Bama is a local government area of Borno State, Nigeria. It has its headquarters in the town of Bama.

Landscape 
It has an area of 4,997 km2.

Population 
The population was recorded as 269,986 in the 2006 census.

Postal Code 
The postal code of the area is 610.

History 
It is located "about 60 kilometres (37 miles) from Maiduguri, the capital of Borno state".

It is one of the sixteen LGAs that constitute the Dikwa Emirate, a traditional state located in Borno State, Nigeria.

Insurgency Cases 
The town was attacked by Boko Haram in May 2013 and February 2014.
,
The two border towns of Bama and Gwoza have been cut off since the declaration of a state of emergency with soldiers blocking the roads linking the town to the state capital, Maiduguri ...  
Escapees from Bama were forced to take bush routes through Dikwa, a town 60km away from Bama and 150km from Maiduguri to get to the state capital.

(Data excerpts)
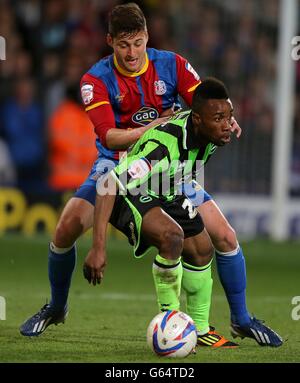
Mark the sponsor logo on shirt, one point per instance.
(160, 87)
(87, 93)
(145, 115)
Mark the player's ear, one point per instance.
(196, 118)
(109, 40)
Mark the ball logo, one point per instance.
(145, 115)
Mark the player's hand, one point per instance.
(235, 127)
(170, 112)
(94, 266)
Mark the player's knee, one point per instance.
(66, 233)
(204, 255)
(171, 240)
(226, 240)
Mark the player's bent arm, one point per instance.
(95, 261)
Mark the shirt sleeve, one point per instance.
(188, 79)
(96, 101)
(135, 170)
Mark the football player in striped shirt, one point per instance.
(122, 94)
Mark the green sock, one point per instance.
(167, 275)
(197, 283)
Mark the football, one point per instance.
(172, 333)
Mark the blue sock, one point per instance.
(60, 269)
(232, 273)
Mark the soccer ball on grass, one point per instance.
(172, 333)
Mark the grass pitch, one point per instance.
(108, 322)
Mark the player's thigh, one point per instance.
(198, 250)
(75, 219)
(220, 231)
(159, 229)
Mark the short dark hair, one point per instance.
(210, 88)
(126, 19)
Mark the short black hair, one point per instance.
(126, 19)
(210, 88)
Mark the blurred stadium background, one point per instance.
(47, 142)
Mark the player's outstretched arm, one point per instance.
(95, 261)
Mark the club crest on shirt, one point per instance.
(87, 93)
(160, 87)
(192, 70)
(145, 115)
(120, 97)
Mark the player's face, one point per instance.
(214, 121)
(130, 50)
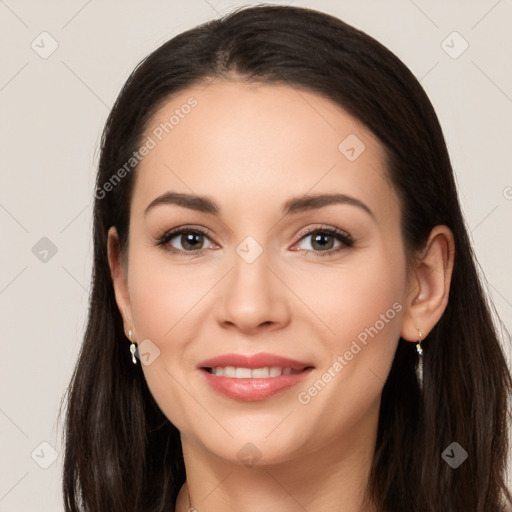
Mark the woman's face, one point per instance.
(272, 273)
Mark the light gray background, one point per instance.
(52, 113)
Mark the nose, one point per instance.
(253, 297)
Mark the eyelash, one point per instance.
(343, 237)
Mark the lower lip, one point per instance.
(253, 389)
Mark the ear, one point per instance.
(429, 285)
(118, 271)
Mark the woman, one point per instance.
(285, 311)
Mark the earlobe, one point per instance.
(119, 278)
(430, 278)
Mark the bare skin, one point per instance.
(250, 148)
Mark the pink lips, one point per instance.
(252, 389)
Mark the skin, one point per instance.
(250, 148)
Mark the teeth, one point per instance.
(248, 373)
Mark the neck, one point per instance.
(334, 477)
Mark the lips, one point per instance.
(253, 377)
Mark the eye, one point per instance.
(189, 240)
(323, 241)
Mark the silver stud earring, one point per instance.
(419, 364)
(133, 347)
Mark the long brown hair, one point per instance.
(122, 454)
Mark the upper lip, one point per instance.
(260, 360)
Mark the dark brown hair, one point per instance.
(122, 454)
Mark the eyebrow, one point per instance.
(293, 205)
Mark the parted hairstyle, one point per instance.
(121, 452)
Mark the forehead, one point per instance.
(257, 144)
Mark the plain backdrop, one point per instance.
(53, 107)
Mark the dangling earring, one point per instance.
(419, 365)
(133, 347)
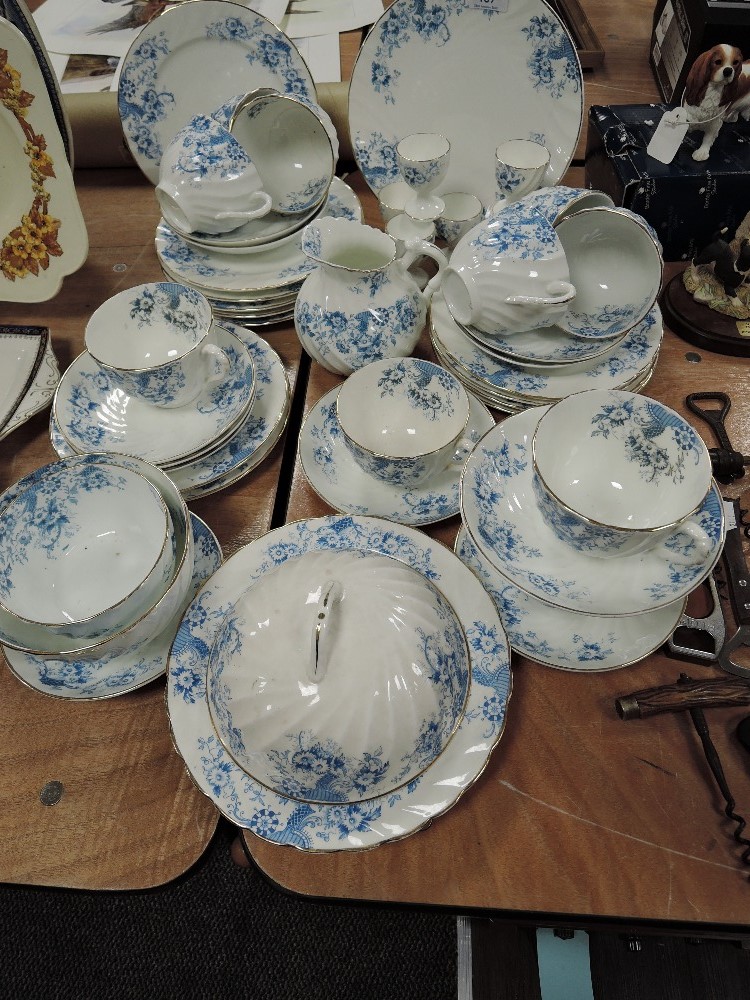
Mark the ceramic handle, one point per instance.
(558, 292)
(331, 594)
(421, 248)
(217, 362)
(262, 202)
(699, 552)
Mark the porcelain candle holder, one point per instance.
(616, 473)
(360, 304)
(520, 166)
(207, 181)
(405, 420)
(338, 676)
(392, 199)
(509, 274)
(290, 145)
(84, 550)
(616, 266)
(423, 159)
(156, 341)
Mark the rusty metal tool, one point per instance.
(727, 463)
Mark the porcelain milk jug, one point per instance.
(360, 304)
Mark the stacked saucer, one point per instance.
(308, 784)
(204, 446)
(561, 605)
(254, 284)
(542, 366)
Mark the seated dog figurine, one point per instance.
(707, 92)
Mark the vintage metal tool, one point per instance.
(710, 627)
(727, 463)
(692, 696)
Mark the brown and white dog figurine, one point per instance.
(707, 92)
(738, 93)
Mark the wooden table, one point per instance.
(580, 818)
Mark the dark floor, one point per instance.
(223, 931)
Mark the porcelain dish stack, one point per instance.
(240, 153)
(233, 420)
(100, 558)
(567, 595)
(514, 346)
(262, 716)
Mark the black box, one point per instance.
(685, 201)
(685, 28)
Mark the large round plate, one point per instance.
(339, 826)
(191, 59)
(476, 74)
(566, 639)
(500, 512)
(221, 275)
(94, 415)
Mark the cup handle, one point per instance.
(421, 248)
(558, 293)
(217, 363)
(698, 552)
(330, 595)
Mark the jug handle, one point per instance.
(559, 292)
(421, 248)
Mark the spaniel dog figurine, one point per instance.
(708, 92)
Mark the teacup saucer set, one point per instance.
(578, 558)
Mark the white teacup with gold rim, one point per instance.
(617, 473)
(404, 419)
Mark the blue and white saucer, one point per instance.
(250, 443)
(500, 512)
(89, 680)
(567, 639)
(336, 477)
(496, 380)
(338, 826)
(93, 414)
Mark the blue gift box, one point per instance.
(686, 201)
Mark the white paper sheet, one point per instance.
(323, 57)
(107, 27)
(325, 17)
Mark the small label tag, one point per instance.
(499, 6)
(668, 136)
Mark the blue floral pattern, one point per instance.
(338, 826)
(43, 517)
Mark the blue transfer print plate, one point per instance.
(613, 369)
(500, 512)
(89, 680)
(567, 639)
(338, 827)
(165, 72)
(476, 75)
(337, 478)
(94, 415)
(249, 444)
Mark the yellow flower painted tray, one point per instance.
(42, 233)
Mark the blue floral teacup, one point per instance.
(155, 341)
(404, 420)
(617, 473)
(208, 182)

WHAT YOU HAVE TO DO: Duplicate the passage of the Bama text from "It is one of" to "the state capital.", word for word. Rely only on the text about Bama to respond.

TASK RESPONSE:
It is one of the sixteen LGAs that constitute the Dikwa Emirate, a traditional state located in Borno State, Nigeria.

Insurgency Cases 
The town was attacked by Boko Haram in May 2013 and February 2014.
,
The two border towns of Bama and Gwoza have been cut off since the declaration of a state of emergency with soldiers blocking the roads linking the town to the state capital, Maiduguri ...  
Escapees from Bama were forced to take bush routes through Dikwa, a town 60km away from Bama and 150km from Maiduguri to get to the state capital.